EXERCISE PROMPT — Word for word, set down the entries that follow.

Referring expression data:

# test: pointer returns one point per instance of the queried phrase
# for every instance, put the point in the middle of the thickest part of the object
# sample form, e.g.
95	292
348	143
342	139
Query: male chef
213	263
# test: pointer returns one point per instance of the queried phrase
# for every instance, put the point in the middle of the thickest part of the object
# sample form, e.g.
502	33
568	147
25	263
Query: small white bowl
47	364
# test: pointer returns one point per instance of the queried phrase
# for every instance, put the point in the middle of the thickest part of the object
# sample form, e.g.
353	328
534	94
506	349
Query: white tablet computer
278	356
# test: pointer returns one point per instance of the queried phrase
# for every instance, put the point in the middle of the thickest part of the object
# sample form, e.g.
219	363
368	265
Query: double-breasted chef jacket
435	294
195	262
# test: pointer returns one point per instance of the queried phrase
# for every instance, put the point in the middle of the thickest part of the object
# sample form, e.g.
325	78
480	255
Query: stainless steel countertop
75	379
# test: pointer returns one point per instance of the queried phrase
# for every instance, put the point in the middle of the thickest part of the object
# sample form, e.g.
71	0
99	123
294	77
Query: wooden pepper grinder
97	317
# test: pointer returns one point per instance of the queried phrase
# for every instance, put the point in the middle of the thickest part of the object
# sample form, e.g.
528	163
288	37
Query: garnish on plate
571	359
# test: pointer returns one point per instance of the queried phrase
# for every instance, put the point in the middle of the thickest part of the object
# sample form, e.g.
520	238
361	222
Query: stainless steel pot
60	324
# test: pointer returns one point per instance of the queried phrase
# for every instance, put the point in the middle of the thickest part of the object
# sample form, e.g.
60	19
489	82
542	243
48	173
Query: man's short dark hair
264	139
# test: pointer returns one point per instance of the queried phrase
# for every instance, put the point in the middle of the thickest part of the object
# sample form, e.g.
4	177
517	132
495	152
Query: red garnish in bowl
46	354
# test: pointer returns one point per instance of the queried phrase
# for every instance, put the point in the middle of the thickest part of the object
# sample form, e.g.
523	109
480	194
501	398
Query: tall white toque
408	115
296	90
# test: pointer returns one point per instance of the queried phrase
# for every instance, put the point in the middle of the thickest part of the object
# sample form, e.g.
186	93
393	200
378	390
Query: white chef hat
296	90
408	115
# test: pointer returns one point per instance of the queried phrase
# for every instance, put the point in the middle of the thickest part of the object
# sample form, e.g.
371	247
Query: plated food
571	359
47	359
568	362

OUTPUT OF THE EXERCISE —
# test: pointer returns one point per instance of the queried phrase
# for every instance, put the point in the middle of the thickest part of the object
# sample form, e.g.
95	292
348	143
342	139
Query: male chef
213	263
# test: pointer returns one point per instance of the queried phrase
# for every instance, put the point in the middle of the thickest part of the object
# sample form, e.g.
502	33
568	147
25	263
Query: small white bowl
47	364
# test: pointer returns one point per instance of the queried phrase
# for every instance, put the point in the middle of the thickest part of the object
# sample form, e.g.
353	328
534	94
506	349
Query: white tablet computer
278	356
# test: pointer returns one point per instance of the queried phrase
# for every instance, put the point in the middle of the thickest part of the object
# sample form, e.g.
219	363
368	265
Query: double-breasted chef jacket
435	294
195	262
# test: pointer returns one point per instance of the queried phrase
# for every instance, put the point in the middle of the thickest part of the object
# sample form, e.g.
325	78
480	255
Query: stainless steel countertop
75	379
# test: pointer returns one point per instance of the queried phrase
# for every instance, put the point in the middle of the thickest part of the object
# sample form, e.g.
71	0
99	123
294	77
Query: wooden pepper grinder
97	317
# test: pointer returns one point per instance of the queried phrase
# for every instance, put the point in the middle of the thickest part of the object
# sample form, e.g.
528	163
288	37
Query: garnish on plate
571	359
# test: pointer returns one point per instance of the queried phrase
# for every instance, put the point in the middle of the thickest part of the object
# sample form, e.g.
520	238
361	222
Query: stainless steel pot
60	324
# test: pointer returns one point per instance of the queried phrase
# for every instance, put the point in the middle of the thickest part of the object
# sample form, e.g.
60	19
489	82
542	243
48	173
Query: man's short dark hair
264	139
# test: pointer returns one point per instance of the queried phrase
# for every instance, put the point in the middle of the thickest part of the object
# sample form, e.g.
4	177
517	132
495	152
Query: red garnish in bowl
46	354
# test: pointer returns one point per instance of the queried phrase
# for every instance, put the point in the middle of the thickest part of the object
# sample form, e.g.
523	109
480	194
501	398
Query: tall white toque
408	115
296	90
# test: pointer returns one point per instance of the queried phrase
# for every instance, put the point in the middle of the thickest part of the object
# sample form, e.g.
186	93
393	200
378	390
Query: white chef hat
296	90
408	115
# test: pointer returns one point per instance of the queried phrase
# for every instance, put the point in the middle of the thickest part of the object
# sample form, e.g.
371	247
Query: plated food
571	359
47	359
568	362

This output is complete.